About the Exhibition
Reflecting on the intersections of many identities, Jes Fan questions the concept of “otherness” by creatively exploring materials and substances with social, political, and erotic connotations. Working with latex, silicone, glycerin, and injectable Depo-Testosterone, Fan’s playful, poetic objects and drawings explore transgender identity, body modification, and self-determination. Critical of stereotypes and hierarchies, Fan’s paradoxical creations (a limp pink silicone dumbbell, testosterone-scented candles) greet viewers as riddles, inspiring complex meditations on the conventions and inventions of gender.

On view in the 6th-floor Project Space, Jes Fan: No Clearance in Niche is the inaugural installation of the MAD Education Department’s new series Fellow Focus. Dedicated to highlighting the work of alums of the Van Lier Fellowship program at MAD, Fellow Focus invites these emerging artists to showcase the artwork they produced while working in residence at the Museum as fellows. All Fellow Focus presentations are accompanied by an artist talk and workshop, allowing the public opportunities to learn more and engage with the artist’s practices and experiences.

Funds for the Van Lier Fellowship are provided by The New York Community Trust Van Lier Fellowship Program. The fund provides support for talented, culturally diverse, economically challenged young people who are seriously dedicated to careers in the arts.

Recorded information:
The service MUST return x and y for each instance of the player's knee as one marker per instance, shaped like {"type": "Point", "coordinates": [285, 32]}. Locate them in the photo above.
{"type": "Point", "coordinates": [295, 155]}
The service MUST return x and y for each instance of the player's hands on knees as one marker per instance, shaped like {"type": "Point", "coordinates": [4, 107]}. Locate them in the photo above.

Set exercise:
Answer these questions from the exhibition text:
(a) Which four materials and substances does Fan work with?
(b) Where in the Museum is Jes Fan: No Clearance in Niche on view?
(c) What body provides the funds for the Van Lier Fellowship?
The lines are separate material and do not relate to the exhibition text.

Complete output:
(a) Latex, silicone, glycerin, and injectable Depo-Testosterone.
(b) In the 6th-floor Project Space.
(c) The New York Community Trust Van Lier Fellowship Program.